_The task_: Print again, word for word, all of the records below, and leave the pictures out.

Referring expression pointing data
┌──

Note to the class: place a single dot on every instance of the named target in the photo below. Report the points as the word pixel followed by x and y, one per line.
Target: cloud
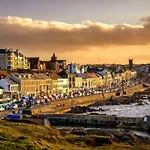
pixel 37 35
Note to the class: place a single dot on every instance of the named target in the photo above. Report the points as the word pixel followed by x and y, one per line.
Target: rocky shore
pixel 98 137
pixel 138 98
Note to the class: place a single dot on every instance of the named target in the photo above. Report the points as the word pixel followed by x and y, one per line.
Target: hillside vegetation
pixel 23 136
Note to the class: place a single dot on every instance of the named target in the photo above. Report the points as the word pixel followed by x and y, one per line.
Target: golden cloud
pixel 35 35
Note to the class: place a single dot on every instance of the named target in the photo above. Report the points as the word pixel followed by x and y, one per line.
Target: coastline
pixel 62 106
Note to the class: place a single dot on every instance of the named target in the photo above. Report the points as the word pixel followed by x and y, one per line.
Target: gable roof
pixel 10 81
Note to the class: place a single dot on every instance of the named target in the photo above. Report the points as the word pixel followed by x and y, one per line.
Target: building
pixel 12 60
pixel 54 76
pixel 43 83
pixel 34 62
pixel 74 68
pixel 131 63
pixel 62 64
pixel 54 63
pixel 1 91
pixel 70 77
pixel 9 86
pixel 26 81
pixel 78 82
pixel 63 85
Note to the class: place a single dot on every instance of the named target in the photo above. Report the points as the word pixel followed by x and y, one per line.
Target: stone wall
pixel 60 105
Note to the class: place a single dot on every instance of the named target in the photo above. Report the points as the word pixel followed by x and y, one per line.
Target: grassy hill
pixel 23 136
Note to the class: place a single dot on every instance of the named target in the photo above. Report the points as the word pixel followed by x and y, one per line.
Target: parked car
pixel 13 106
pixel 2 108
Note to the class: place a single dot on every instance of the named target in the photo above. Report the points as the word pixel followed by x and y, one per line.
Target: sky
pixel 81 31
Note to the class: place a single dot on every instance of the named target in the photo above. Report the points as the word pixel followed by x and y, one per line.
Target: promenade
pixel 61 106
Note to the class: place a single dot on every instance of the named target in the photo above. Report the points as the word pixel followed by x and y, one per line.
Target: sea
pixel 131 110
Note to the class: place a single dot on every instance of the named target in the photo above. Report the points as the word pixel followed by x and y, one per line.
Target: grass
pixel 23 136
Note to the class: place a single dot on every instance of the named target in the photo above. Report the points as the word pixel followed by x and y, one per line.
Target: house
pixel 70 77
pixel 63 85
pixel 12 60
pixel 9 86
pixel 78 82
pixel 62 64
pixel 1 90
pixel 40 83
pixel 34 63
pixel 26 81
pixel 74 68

└──

_Solution to this exercise_:
Note to the class: place a single dot on every instance of the named target in the photo below. Report the points as the word pixel followed by x and y, one per line.
Target: cloud
pixel 37 35
Note to the class: place a single dot on every instance of the named target in the photo above. Report the points as the word pixel followed by x and y, one per line.
Target: rocky shore
pixel 98 137
pixel 138 98
Note to the class: place a single dot on every instance of the named target in the photo above. Report the points as the word pixel followed by x and y, one per line.
Target: hillside vegetation
pixel 23 136
Note to the class: place a single dot on every instance of the named target in the photo above. Report the points as the word pixel followed by x and y, one per line.
Target: golden cloud
pixel 35 35
Note to the class: place a single dot on every instance of the named target in the photo above. Report the points as the word pixel followed by x and y, one per line.
Target: coastline
pixel 62 106
Note to the class: place a single dot on every instance of the named target in the photo above. Report the points as the word pixel followed by x and y, one per line.
Target: gable roof
pixel 10 81
Note to the class: place a single dot on every instance of the named target in the photo above. Report the points as the word pixel followed by x and y, one per line.
Target: building
pixel 12 60
pixel 54 76
pixel 43 83
pixel 34 62
pixel 74 68
pixel 131 63
pixel 62 64
pixel 54 63
pixel 1 91
pixel 70 77
pixel 9 86
pixel 26 81
pixel 78 82
pixel 63 85
Note to the class: place a single dot on every instance of the named target in the photo above. Report the points as the word pixel followed by x and y, one per line.
Target: stone wall
pixel 60 105
Note to the class: place a single dot on every instance of the named target in the photo above. Report the points as the word pixel followed by x and y, one per line.
Target: grassy hill
pixel 23 136
Note to the class: place a single dot on every instance of the named target in the photo above. Report the points as the word pixel followed by x and y, one per line.
Target: parked car
pixel 13 106
pixel 2 108
Note to the class: place a single dot on every instance of the named target in the photo above. Report the points as the word pixel followed by x and y, one per line.
Target: sky
pixel 81 31
Note to the class: place a single dot on every instance of the named target in the photo above. Report the points as the word pixel followed by x and y, one per line.
Target: promenade
pixel 61 106
Note to the class: place a single dot on every instance of the named target in the photo above. Report the points as the word pixel followed by x and y, one per line.
Target: sea
pixel 131 110
Note to the class: place a single dot on every instance of the named target in the photo above. Report the points as the word pixel followed by x and y, one per line.
Target: grass
pixel 23 136
Note to the class: place a single dot on every instance of the named target in the photo above. Report the points as the word pixel followed by x and y, one per line.
Target: house
pixel 70 77
pixel 63 85
pixel 12 60
pixel 9 86
pixel 78 82
pixel 62 64
pixel 1 90
pixel 40 83
pixel 34 63
pixel 26 81
pixel 74 68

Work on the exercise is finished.